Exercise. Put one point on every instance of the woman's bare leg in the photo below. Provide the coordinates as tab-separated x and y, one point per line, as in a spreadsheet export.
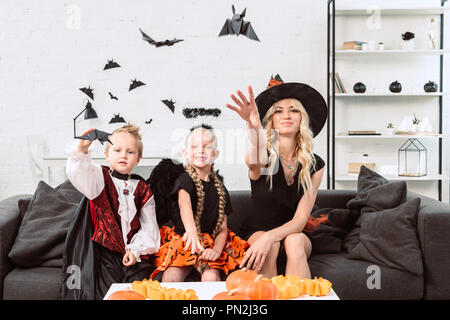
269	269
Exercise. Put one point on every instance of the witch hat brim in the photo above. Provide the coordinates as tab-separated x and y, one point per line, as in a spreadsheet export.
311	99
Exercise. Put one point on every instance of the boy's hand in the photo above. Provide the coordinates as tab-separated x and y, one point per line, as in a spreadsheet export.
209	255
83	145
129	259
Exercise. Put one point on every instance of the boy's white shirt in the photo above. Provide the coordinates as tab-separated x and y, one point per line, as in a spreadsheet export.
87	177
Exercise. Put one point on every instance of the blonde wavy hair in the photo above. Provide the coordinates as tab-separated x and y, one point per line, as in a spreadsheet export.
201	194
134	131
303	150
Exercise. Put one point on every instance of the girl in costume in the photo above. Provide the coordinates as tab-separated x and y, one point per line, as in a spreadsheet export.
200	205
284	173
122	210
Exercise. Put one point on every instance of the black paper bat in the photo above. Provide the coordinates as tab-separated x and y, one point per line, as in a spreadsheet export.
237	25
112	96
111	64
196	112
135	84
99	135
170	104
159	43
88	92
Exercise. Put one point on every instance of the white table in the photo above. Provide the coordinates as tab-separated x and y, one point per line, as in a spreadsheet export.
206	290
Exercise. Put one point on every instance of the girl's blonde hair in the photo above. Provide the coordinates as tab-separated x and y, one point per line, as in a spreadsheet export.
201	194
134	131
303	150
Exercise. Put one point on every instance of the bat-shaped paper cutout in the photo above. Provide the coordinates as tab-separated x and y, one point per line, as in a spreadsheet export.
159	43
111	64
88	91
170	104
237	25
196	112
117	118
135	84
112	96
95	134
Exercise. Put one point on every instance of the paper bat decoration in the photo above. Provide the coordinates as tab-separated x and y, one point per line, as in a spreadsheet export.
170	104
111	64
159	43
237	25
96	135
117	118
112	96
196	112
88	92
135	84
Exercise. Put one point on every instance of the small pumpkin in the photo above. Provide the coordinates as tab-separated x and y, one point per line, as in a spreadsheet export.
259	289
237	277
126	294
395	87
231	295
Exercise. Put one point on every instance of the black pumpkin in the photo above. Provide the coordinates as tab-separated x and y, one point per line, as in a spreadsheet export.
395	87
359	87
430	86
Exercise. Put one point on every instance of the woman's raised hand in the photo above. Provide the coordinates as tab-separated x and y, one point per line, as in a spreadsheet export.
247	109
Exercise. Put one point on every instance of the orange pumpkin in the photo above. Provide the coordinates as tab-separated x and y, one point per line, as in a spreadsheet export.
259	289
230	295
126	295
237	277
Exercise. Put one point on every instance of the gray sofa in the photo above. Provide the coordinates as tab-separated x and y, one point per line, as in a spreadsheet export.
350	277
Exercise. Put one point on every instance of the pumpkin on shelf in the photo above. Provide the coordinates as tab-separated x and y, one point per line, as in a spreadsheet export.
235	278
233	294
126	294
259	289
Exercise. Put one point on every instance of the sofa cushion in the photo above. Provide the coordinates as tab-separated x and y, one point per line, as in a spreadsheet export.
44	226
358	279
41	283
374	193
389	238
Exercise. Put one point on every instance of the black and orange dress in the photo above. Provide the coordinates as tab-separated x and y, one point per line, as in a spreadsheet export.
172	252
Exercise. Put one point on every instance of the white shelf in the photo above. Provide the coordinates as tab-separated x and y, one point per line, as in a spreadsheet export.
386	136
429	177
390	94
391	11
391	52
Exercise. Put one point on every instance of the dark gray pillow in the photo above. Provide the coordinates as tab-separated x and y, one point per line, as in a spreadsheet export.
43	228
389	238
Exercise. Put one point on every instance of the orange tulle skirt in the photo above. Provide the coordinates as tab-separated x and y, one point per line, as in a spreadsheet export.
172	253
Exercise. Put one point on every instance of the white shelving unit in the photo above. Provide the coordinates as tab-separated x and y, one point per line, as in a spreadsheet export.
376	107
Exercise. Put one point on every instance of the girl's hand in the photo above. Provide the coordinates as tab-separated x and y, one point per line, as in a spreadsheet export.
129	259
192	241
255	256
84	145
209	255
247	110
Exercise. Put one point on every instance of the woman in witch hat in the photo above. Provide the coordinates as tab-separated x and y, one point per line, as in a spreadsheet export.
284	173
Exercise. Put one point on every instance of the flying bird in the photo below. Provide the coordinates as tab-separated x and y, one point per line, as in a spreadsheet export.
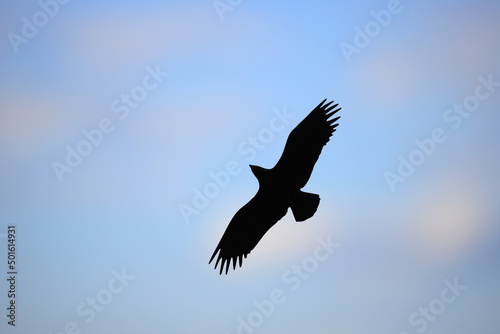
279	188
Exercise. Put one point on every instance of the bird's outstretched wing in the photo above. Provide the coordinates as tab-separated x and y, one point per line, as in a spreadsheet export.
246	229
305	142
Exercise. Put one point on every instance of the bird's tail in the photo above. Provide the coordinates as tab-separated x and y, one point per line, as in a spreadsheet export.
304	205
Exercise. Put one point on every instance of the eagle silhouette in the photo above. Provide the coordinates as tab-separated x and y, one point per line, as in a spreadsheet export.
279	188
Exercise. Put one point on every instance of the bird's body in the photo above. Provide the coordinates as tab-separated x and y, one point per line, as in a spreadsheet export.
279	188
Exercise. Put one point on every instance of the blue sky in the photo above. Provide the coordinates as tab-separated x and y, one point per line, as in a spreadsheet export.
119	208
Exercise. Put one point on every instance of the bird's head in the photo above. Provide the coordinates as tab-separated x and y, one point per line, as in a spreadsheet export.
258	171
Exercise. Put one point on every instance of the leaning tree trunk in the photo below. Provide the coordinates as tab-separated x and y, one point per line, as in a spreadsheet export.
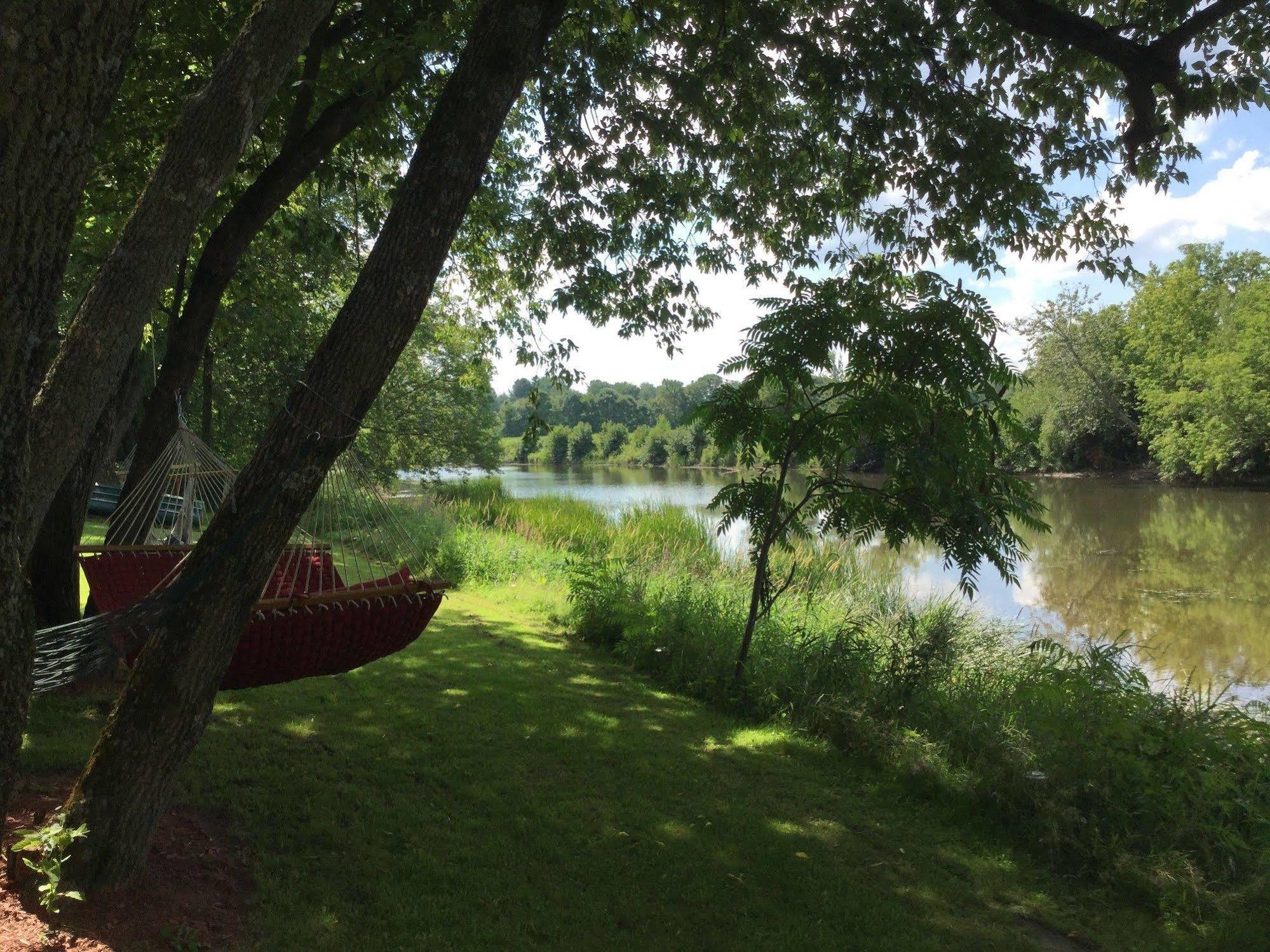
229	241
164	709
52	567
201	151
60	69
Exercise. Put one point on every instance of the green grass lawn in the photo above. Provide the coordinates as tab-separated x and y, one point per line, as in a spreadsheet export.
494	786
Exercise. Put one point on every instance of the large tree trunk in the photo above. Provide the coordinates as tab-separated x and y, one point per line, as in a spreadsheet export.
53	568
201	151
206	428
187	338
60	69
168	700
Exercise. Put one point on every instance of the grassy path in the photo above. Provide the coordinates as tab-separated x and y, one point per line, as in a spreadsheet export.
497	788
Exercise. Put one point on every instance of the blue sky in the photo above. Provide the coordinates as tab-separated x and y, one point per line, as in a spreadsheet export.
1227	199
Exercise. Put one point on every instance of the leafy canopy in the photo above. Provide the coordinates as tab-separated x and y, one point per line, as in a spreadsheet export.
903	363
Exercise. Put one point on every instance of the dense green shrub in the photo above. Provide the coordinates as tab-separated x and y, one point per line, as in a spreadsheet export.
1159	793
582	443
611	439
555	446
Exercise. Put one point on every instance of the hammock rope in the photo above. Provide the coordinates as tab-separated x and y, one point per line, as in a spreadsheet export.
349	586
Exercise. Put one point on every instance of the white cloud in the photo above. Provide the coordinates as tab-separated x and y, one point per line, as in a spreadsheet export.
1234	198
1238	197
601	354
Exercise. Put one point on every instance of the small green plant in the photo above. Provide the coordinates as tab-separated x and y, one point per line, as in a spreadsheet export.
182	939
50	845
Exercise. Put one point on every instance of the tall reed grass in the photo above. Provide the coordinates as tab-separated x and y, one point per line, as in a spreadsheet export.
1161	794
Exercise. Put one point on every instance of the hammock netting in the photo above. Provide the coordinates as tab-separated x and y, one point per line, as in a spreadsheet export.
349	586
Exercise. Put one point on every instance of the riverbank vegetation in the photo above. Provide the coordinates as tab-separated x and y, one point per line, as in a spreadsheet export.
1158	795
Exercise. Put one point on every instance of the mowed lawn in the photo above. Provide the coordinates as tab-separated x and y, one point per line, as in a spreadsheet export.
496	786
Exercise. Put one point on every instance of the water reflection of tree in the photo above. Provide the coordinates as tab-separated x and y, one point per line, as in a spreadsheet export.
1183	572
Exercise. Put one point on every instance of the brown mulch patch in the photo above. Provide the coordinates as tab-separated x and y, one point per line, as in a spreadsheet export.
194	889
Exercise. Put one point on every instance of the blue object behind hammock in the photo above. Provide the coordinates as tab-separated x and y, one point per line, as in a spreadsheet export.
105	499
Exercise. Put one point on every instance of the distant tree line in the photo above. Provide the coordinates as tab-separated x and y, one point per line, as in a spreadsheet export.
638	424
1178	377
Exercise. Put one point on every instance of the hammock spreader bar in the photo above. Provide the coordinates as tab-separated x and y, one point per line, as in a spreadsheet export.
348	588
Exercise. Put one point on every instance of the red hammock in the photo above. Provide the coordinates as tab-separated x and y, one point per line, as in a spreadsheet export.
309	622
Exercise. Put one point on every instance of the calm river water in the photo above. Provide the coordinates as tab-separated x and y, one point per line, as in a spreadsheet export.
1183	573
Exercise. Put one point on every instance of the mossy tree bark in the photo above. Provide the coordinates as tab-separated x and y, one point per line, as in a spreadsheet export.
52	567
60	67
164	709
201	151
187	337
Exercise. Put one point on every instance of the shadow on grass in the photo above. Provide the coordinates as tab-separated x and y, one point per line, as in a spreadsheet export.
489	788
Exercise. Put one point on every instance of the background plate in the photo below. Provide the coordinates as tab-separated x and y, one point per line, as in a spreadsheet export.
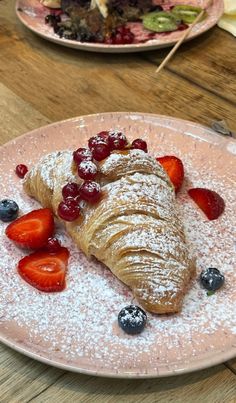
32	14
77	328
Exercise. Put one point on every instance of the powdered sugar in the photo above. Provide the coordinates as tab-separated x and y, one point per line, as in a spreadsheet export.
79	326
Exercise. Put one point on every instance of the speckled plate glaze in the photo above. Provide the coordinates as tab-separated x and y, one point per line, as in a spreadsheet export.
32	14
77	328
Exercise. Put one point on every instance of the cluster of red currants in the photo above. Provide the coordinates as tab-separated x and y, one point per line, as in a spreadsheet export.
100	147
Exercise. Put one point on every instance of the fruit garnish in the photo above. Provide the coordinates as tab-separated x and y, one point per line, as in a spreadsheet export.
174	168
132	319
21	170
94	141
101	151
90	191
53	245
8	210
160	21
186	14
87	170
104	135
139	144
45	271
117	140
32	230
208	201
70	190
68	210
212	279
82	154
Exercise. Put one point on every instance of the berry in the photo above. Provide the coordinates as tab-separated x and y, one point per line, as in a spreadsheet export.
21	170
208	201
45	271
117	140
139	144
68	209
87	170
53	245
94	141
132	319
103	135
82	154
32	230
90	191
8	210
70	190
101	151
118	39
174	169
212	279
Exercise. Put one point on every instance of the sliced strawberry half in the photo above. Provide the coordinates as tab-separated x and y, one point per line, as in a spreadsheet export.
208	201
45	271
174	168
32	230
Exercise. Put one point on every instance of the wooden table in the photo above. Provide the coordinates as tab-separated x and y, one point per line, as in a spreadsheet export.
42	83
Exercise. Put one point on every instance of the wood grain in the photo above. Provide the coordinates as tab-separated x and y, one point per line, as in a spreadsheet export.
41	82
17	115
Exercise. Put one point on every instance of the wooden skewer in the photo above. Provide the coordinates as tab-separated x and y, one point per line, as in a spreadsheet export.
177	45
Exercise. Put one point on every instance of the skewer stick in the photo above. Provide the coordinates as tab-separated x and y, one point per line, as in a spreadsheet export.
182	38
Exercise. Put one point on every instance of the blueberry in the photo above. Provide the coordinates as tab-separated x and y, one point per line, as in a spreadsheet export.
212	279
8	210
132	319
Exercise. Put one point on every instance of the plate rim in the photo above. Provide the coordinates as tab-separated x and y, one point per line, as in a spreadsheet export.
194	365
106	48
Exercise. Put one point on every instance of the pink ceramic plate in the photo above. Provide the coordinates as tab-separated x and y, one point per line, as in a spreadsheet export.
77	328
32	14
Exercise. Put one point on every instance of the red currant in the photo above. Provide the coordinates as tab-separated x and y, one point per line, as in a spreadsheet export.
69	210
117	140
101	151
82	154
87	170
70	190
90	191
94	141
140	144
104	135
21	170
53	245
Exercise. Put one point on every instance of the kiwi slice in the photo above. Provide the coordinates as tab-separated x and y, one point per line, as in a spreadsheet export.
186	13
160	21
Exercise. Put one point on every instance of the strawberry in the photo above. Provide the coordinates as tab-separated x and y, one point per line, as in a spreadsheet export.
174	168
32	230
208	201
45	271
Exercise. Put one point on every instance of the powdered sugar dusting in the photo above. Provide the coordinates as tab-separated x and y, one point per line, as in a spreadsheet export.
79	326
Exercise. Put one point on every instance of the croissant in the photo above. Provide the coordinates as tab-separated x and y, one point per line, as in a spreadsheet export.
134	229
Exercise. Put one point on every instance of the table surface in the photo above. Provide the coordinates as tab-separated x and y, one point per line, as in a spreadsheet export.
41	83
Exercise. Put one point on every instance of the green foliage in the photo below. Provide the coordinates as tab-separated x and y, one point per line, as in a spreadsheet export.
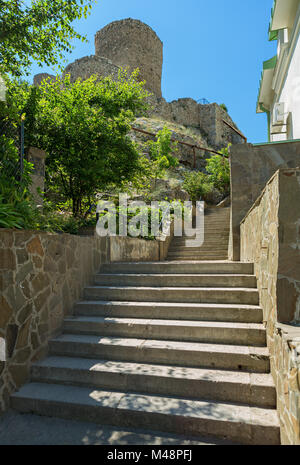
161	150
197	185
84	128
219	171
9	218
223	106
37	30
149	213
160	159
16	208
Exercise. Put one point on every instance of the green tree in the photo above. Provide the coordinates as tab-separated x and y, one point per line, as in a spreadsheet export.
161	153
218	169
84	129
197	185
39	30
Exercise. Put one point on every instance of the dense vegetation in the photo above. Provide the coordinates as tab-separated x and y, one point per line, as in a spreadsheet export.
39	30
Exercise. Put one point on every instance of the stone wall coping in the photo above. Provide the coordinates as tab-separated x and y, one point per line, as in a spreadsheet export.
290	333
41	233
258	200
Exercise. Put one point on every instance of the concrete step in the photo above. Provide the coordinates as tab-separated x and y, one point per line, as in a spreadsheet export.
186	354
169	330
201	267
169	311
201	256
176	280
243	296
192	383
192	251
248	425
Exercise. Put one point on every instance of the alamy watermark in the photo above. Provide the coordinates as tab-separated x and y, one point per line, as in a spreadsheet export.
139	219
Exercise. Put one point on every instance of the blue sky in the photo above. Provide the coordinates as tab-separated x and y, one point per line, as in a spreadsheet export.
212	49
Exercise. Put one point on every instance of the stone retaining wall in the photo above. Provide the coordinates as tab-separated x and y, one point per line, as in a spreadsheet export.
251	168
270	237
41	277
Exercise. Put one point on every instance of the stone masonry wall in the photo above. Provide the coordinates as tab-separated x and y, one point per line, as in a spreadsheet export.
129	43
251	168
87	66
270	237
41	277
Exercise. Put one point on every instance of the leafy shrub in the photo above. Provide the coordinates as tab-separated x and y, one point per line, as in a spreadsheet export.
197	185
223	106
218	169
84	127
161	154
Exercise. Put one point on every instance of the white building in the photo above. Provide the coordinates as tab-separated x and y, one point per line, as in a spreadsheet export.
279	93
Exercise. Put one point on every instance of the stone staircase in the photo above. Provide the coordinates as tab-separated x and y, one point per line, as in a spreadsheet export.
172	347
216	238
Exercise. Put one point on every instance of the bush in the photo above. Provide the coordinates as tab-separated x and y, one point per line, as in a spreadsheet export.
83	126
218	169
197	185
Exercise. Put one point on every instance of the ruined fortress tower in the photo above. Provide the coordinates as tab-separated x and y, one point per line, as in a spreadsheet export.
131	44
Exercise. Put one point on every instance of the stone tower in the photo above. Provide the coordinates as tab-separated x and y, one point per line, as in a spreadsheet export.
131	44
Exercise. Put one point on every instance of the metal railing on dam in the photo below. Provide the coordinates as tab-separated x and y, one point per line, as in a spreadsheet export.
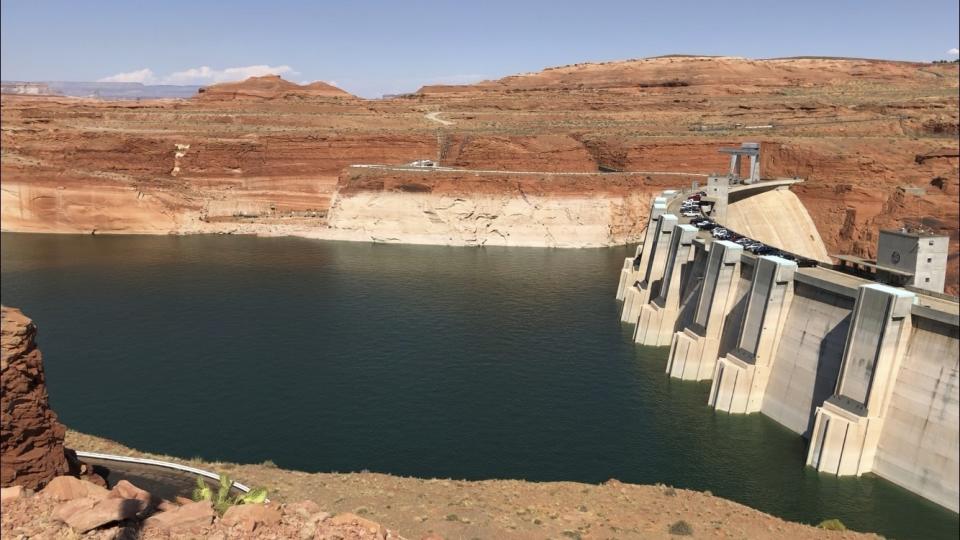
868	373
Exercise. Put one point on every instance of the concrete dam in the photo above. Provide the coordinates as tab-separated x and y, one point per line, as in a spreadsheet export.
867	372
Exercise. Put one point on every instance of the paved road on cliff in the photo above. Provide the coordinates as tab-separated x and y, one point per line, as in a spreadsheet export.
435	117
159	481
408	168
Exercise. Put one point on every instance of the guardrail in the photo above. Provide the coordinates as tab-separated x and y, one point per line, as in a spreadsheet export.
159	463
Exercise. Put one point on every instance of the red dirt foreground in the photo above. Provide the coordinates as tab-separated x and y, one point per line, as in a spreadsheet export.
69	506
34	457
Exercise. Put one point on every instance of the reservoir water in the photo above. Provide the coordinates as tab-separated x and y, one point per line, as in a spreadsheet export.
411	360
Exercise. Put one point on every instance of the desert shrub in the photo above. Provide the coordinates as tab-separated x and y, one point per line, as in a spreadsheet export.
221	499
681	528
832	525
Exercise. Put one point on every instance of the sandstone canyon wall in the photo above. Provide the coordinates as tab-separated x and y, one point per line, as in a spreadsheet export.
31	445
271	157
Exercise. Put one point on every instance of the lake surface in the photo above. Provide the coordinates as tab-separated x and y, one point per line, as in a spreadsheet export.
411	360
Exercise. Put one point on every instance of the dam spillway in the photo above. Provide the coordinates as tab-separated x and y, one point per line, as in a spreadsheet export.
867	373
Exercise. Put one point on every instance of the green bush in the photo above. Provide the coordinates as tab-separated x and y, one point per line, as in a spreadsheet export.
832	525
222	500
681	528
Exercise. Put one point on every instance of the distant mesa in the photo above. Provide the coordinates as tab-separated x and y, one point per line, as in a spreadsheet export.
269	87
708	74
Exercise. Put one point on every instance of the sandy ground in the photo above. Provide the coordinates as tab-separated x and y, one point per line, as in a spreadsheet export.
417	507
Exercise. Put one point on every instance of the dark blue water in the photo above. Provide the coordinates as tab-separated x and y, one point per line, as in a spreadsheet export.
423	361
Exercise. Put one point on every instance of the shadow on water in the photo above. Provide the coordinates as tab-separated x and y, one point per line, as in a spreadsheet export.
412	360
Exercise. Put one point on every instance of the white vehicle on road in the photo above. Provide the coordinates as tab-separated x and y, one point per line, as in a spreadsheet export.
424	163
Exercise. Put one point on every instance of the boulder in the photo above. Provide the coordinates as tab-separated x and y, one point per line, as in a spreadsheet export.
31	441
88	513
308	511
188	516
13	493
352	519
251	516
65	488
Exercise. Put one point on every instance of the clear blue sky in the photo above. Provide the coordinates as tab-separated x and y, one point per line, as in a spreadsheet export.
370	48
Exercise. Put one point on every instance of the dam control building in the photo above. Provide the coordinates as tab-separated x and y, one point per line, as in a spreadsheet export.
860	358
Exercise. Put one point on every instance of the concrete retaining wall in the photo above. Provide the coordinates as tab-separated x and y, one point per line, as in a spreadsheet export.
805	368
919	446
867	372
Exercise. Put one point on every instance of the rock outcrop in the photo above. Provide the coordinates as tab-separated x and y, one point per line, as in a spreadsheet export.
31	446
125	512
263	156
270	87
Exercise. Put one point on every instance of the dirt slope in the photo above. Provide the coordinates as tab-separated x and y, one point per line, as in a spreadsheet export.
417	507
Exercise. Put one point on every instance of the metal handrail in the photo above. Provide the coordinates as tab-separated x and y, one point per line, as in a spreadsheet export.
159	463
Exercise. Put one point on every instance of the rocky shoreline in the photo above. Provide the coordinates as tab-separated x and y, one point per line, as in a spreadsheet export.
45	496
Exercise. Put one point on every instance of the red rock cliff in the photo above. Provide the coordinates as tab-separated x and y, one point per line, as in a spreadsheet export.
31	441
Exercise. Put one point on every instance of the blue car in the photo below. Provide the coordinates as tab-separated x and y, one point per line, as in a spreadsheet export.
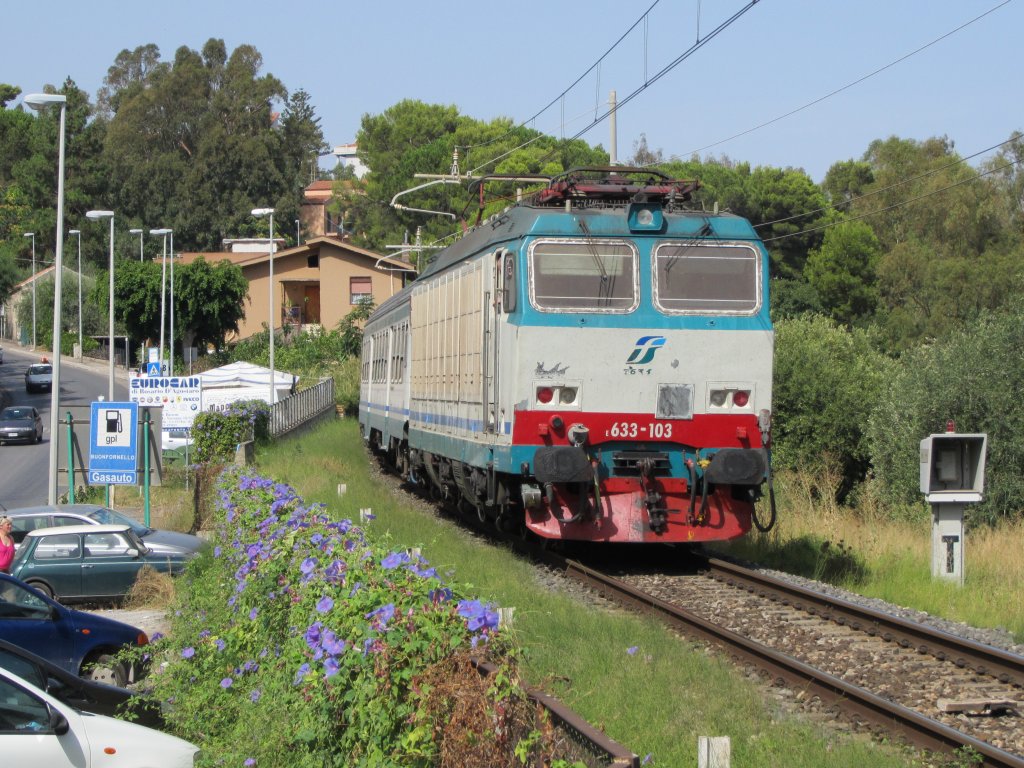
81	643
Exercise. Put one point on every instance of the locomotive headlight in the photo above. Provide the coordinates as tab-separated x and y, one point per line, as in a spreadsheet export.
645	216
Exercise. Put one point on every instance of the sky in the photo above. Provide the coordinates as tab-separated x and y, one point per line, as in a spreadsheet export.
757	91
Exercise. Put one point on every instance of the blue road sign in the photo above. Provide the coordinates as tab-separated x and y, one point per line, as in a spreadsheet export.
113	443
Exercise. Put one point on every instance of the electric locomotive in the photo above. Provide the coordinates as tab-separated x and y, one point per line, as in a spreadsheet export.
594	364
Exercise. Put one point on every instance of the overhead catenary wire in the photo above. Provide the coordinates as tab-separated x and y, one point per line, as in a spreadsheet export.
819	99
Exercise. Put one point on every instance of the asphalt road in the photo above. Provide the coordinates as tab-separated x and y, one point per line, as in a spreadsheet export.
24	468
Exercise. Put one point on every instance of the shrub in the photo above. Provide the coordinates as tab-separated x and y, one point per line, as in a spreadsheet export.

══════════════════════════════

SHORT PROBLEM -> Set down exactly and only the lines from the line that contains "Exercise. Put one point on every instance of the blue car" through the last line of the entries above, with both of those lines included and the pictures left out.

EXPECTED OUTPUT ->
Exercise. Put one point on every instance of the blue car in the photo below. Provide the coordinates as tab-separated x and y, one point per line, as in a spreadsheet export.
81	643
Exercise. Put one point on every instance of the locomotive headlight in the photo above. Provide the coordinates as tab-separated x and y, one point per line, as in a spreadsheet export.
645	216
Exercise. Put one point on every instance of the sky in the photo above. Provide the coordinates as tab-separated x and y, one point per line, as in a spreadsheet export.
757	91
Exercise. Put one point on every instance of the blue road sign in the photo above. Provide the coordinates as tab-separated x and y, one point per line, as in a spreadsheet export.
113	443
Exercise. Put one point on every instance of the electric locomotive in the photo above. Provide the coordinates as tab-separated x and y, one point per line, as in a spreadsheet export.
594	364
Exercise. Put one point on every instance of the overhead catenary wire in the photo above. Provide the coordinates as tab-separated x and y, one point per line, as in a spreadsheet export.
819	99
Exercise. Put one point on every instance of the asphalt road in the photo above. Provide the coordinates as tab-separated x and y, one point per line, as in a spreadsheet export.
24	468
Exercise. Put one point on every instance of the shrub in the photo above. Provide the coordinates as tab-separated x and y, one point per line, as in a spreadsheet export.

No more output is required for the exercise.